**Excerpted passage:**
Item 1.01 Entry into a Material Definitive Agreement
Gregory Mays was elected Chairman of the Board of Directors of Wild Oats Markets, Inc., a Delaware corporation (the “Company”) at the July meeting of the Board. Mr. Mays was elected to the Board on July 14, 2006.
On August 30, 2006, the Company modified the terms of compensation payable to non-executive members of the Board as generally summarized below.
Tabular Summary of Director Compensation
                               
 
        Annual Service Fee(1)     Annual Chairman fee(2)     Meeting participation fee(3)  
 
Board of Directors
    RSUs(4) equal in value to                      
 
 
    $90,000     $ 75,000       $ 3,000    
 
Audit Committee
    $10,000(2) (5)     $ 20,000       $ 2,000    
 
Compensation Committee
    $5,000(2) (5)     $ 10,000       $ 2,000    
 
Real Estate Committee
    $5,000(2) (5)     $ 10,000       $ 2,000    
 
Nominating Committee
    $2,500(2) (5)     $ 5,000       $ 2,000    
 
 
(1)   One-year service period is measured from the date of Annual Meeting of Shareholders (“Annual Meeting”) each year, vesting quarterly from the date of grant, with the remainder vesting on April 30 of the following year.
 
(2)   Payable on the last business day of each of the Company’s fiscal quarters, convertible at the annual election of the director to vested RSUs valued at the closing price of the Company’s common stock as reported by NASDAQ (the “Closing Price”) on the trading day immediately prior to each quarterly grant date.
 
(3)   Board members annually may elect to convert the cash fee to a number of RSUs equal to 115% of the cash value, with the RSUs valued at the Closing Price on the last trading day prior to the relevant meeting and vested on the date of the grant.
 
(4)   The value of each restricted stock unit (“RSU”) is equal to the Closing Price on the trading day immediately prior to the grant date. The RSUs are exchanged for an equal number of shares of unrestricted common stock of the Company that the director will own outright. The RSU exchange for common stock occurs after expiration of a period occurring after the director’s service on the Board ends, such time period having been previously selected by the director prior to the first RSU grant to such director. The RSUs are issued from the Company’s 2006 Equity Incentive Plan and subject to the terms of the same.

**Given instruction 1:**
In the rows, starting at the first one and going on through the line with "<point>1045,42</point>", change "metal pole" to "steel pole" and leave everything else as it is.

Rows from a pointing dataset

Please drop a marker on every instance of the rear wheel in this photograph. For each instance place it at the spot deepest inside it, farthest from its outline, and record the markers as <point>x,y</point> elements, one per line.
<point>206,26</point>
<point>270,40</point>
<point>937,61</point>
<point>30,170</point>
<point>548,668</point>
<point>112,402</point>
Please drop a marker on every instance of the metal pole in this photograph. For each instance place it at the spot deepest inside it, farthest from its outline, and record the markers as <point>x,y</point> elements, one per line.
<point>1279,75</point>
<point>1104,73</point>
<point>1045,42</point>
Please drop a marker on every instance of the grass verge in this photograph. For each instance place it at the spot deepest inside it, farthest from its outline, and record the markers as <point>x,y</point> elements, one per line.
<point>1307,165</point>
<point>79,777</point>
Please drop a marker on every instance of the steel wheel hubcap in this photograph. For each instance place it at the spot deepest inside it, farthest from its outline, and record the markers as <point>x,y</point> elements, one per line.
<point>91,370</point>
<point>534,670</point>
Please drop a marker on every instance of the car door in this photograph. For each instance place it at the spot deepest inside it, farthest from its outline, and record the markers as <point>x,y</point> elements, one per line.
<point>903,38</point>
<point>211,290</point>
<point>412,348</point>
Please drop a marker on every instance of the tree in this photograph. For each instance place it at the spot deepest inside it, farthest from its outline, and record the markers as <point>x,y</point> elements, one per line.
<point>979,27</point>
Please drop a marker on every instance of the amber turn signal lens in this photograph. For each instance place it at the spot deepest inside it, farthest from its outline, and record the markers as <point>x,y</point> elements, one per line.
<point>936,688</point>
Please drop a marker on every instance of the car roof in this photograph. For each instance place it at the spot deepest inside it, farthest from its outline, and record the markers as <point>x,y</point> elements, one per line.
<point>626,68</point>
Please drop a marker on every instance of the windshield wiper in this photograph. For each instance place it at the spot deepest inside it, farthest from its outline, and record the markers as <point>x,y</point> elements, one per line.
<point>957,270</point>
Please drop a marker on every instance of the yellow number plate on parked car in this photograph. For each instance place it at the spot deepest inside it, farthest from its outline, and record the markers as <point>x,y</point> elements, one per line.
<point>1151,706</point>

**Given instruction 2:**
Continue the passage on director compensation at Wild Oats Markets from where it stops.

**Exercise output 1:**
Please drop a marker on every instance of the rear wheel in this photograph. For each instance place it at the spot deepest inside it, farthest from its outline, and record the markers as <point>x,y</point> elements, one per line.
<point>206,26</point>
<point>270,40</point>
<point>937,61</point>
<point>30,170</point>
<point>548,668</point>
<point>112,402</point>
Please drop a marker on every instance of the steel pole in this photograph. For each instance place it at the spot deepest inside it, farthest from its outline, and record the markers as <point>x,y</point> elements, one per line.
<point>1279,75</point>
<point>1104,73</point>
<point>1045,42</point>

**Exercise output 2:**
 
(5)   The chairman of a committee does not receive the annual service fee for membership on the same committee.
additional terms of director compensation
1. Fees payable with reference to date of joining the Board.
     (a) One-time grant of stock options. A one-time grant of 20,000 stock options is made to a member on the date of joining the Board, at one share of the Company’s common stock per stock option, vesting quarterly over one year from the date of the grant, with an exercise price equal to the Closing Price on the trading day immediately prior to the date of the grant. The stock options are issued from the Company’s 2006 Equity Incentive Plan and are subject to the terms of the same. Under the former compensation arrangement new members of the Board received the stock option grant but not the RSU Annual Service Fee grant, identified in the table above, in the first year of service; under the new arrangement Board members receive both in the first year of service.

 


 

     (b) Joining on a date other than the date of Annual Meeting. Board members who join the Board after the date of the Annual Meeting will receive an Annual Service Fee for Board membership, pro rated to reflect the remaining days of service in the year ending on the anniversary date of the last Annual Meeting.
2. Pro Ration of Annual Service Fee for 2006
     (a) Annual Service Fee. To give effect to the increase in the Annual Service Fee for service on the Board, members of the Board on August 30, 2006, received a grant of RSUs equal in value to the new Annual Service Fee, pro rated to reflect the days of service remaining in the year ending on the anniversary date of the last Annual Meeting, off-set by the pro rata value of RSUs previously granted for the 2006-2007 year of service under the former Annual Service Compensation rate. New board members Hal Brice and Gregory Mays received a grant of RSUs on August 30, 2006, under the new Annual Service Fee rate, pro rated for a partial year of service.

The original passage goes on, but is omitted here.